At least we’re learning. Remember when the early reaction to the outbreak of a deadly virus in Wuhan was to discourage people from changing their travel plans?
South Africa’s government didn’t sit on information about a new worrying variant of SARS-CoV-2, which the World Health Organization has now dubbed omicron. It didn’t downplay it. On the contrary, authorities shared detailed slides so that countries could develop their responses.
Now it’s up to governments and local authorities to adapt to a fast-changing viral picture — one that remains blurry in places.
Genomic sequencing of infections in South Africa found that the variant B.1.1.529 contained many more mutations than the dominant delta variant. More worrying, some of the mutations occur in the area of the spike protein that is targeted by antibodies. That could mean existing vaccines will be less effective, something we should know with more certainty in the coming weeks.
On Friday evening, the WHO dubbed the variant omicron (not “nu,” which seemed to be the Twitter consensus; and, in some conversations, a previous mutation designated “mu”). It’s also been called a “variant of concern,” which signifies it contains genetic changes that are known to affect transmissibility, disease severity or evade vaccines and therapies.
Certainly, omicron’s transmissibility seems extremely high. The WHO was alerted on Nov. 24 and says the variant was identified from a specimen collected on Nov. 9. It is already in evidence in most of South Africa’s provinces, along with Botswana, and cases have been found in Hong Kong, Israel and Belgium. On Saturday, the UK government said two cases of omicron have been found in Britain. It’s quite likely it has spread elsewhere, too.
While South African officials are unhappy with it, travel restrictions are the obvious first response. The UK government announced a temporary travel ban on several countries Thursday night. However, when a flight from Gauteng — the South African province that includes Johannesburg — arrived in London Friday, some 300 passengers were released into the wild with only an advisory message to self-isolate and take some tests. (For a government that has done a lot of complaining about lax French border controls, that counts as an own goal.)
Meanwhile, Israel put in new travel restrictions, quarantines and PCR testing at the border. The EU recommended an “emergency brake” on travel from South Africa. These restrictions merely buy a little time to map out the next steps. If scientists confirm that omicron can indeed escape the defenses of current vaccines, then the race is on to develop a better defensive weapon.
Pfizer Inc. says it can deliver a vaccine that would counter the new variant within 100 days of sequencing. That’s fast. Regulators like the US Food and Drug Administration are likely to speed approval processes for vaccines that are just tweaked for new variants. Pfizer estimates it could make 4 billion doses in the first 12 months. Another 8 billion doses of the Moderna Inc. and AstraZeneca Plc vaccines are likely to be available in a similar time frame.
Even so, testing will need to be done on the updated vaccine. Getting it into enough arms will take many months, even with delivery systems primed by the current vaccine roll-out.

WHAT YOU WILL DO
(1) Please write out the passage of the omicron article from "Pfizer Inc. says" to "similar time frame.".
(2) Decide whether each statement agrees with the omicron article, answering yes or no and quoting the deciding words.
(a) The WHO says the variant was identified from a specimen collected on Nov. 9.
(b) Pfizer estimates it could make 8 billion doses in the first 12 months.
(c) The roughly 300 passengers on a flight from Gauteng were held in quarantine on arrival in London.
(3) Answer from the omicron article:
(a) On what date was the WHO alerted to the variant?
(b) Which body recommended an "emergency brake" on travel from South Africa?
(c) Within how many days of sequencing does Pfizer say it can deliver a vaccine that would counter the new variant?
Rely on the omicron article alone.

Entries drawn from a dataset:
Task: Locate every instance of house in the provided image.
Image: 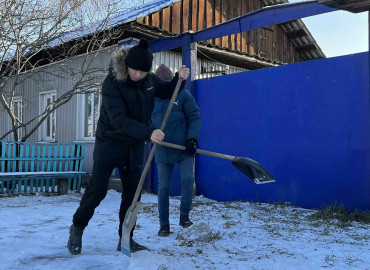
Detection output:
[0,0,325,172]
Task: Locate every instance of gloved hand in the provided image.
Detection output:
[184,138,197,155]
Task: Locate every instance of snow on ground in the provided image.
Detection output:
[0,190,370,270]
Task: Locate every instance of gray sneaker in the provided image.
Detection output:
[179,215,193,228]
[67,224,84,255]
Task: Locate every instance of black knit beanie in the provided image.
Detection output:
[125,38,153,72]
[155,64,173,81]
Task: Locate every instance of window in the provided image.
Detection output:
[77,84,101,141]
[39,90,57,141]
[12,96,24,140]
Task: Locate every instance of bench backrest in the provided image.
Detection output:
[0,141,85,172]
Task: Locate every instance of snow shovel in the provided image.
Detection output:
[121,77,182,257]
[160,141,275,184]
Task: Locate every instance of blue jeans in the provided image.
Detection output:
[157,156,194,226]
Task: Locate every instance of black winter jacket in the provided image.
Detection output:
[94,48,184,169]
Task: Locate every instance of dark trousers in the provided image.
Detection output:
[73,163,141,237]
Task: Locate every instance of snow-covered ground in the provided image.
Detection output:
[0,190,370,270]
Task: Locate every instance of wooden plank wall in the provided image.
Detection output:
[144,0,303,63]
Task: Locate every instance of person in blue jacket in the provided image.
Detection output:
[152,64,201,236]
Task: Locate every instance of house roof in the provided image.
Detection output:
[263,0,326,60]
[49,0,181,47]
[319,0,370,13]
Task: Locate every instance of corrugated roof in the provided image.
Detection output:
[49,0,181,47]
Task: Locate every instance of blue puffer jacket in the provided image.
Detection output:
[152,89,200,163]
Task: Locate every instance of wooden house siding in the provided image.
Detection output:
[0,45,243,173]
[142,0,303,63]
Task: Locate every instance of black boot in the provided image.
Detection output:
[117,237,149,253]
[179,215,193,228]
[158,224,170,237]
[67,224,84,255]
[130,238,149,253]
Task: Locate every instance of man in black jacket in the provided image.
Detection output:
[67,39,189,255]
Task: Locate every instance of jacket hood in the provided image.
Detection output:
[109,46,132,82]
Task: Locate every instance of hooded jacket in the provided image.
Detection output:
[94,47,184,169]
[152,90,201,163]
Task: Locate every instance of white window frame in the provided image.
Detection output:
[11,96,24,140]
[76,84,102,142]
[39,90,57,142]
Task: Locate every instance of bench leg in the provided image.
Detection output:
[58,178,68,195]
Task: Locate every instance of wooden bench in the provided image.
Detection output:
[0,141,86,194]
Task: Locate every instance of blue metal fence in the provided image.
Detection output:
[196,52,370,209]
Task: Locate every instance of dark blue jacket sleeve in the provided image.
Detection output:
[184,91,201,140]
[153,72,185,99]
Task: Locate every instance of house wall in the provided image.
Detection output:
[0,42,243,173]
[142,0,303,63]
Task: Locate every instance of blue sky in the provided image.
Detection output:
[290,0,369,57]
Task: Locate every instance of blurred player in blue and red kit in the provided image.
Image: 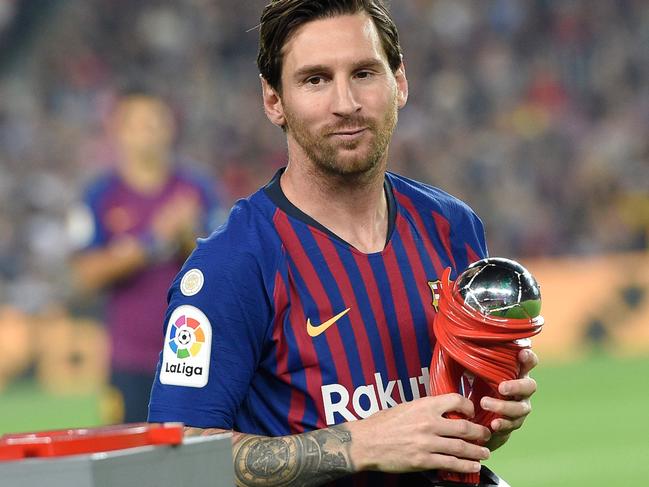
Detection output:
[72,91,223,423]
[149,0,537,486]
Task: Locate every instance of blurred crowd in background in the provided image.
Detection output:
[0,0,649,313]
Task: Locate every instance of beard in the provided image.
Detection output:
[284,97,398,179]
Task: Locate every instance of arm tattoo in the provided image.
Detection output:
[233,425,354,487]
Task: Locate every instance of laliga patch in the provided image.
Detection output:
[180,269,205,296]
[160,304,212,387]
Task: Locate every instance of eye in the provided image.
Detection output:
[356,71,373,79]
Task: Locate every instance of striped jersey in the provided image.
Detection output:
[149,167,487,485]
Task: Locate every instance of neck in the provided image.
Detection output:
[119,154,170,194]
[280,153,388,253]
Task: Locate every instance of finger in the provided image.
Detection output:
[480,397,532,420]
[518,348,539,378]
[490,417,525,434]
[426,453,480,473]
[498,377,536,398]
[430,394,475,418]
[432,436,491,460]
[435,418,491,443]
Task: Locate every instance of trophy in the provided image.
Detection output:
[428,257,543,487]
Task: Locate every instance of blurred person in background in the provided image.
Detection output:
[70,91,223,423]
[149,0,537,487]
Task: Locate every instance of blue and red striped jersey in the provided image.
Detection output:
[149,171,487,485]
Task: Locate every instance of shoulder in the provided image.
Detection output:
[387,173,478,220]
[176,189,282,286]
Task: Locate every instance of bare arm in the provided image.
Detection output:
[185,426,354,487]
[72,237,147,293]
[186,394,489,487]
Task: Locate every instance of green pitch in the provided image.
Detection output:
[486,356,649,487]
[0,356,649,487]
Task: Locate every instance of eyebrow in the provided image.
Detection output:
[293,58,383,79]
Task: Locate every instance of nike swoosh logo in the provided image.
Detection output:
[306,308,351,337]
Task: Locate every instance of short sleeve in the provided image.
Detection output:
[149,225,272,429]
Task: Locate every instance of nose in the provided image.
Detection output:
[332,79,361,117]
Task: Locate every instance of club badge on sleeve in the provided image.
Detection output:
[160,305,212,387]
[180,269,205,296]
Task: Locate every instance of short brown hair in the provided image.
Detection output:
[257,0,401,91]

ANSWERS TO THE TASKS
(1)
Pfizer Inc. says it can deliver a vaccine that would counter the new variant within 100 days of sequencing. That’s fast. Regulators like the US Food and Drug Administration are likely to speed approval processes for vaccines that are just tweaked for new variants. Pfizer estimates it could make 4 billion doses in the first 12 months. Another 8 billion doses of the Moderna Inc. and AstraZeneca Plc vaccines are likely to be available in a similar time frame.

(2)
(a) Yes: "says the variant was identified from a specimen collected on Nov. 9"
(b) No: "Pfizer estimates it could make 4 billion doses in the first 12 months."
(c) No: "some 300 passengers were released into the wild with only an advisory message to self-isolate and take some tests"

(3)
(a) Nov. 24
(b) The EU
(c) 100 days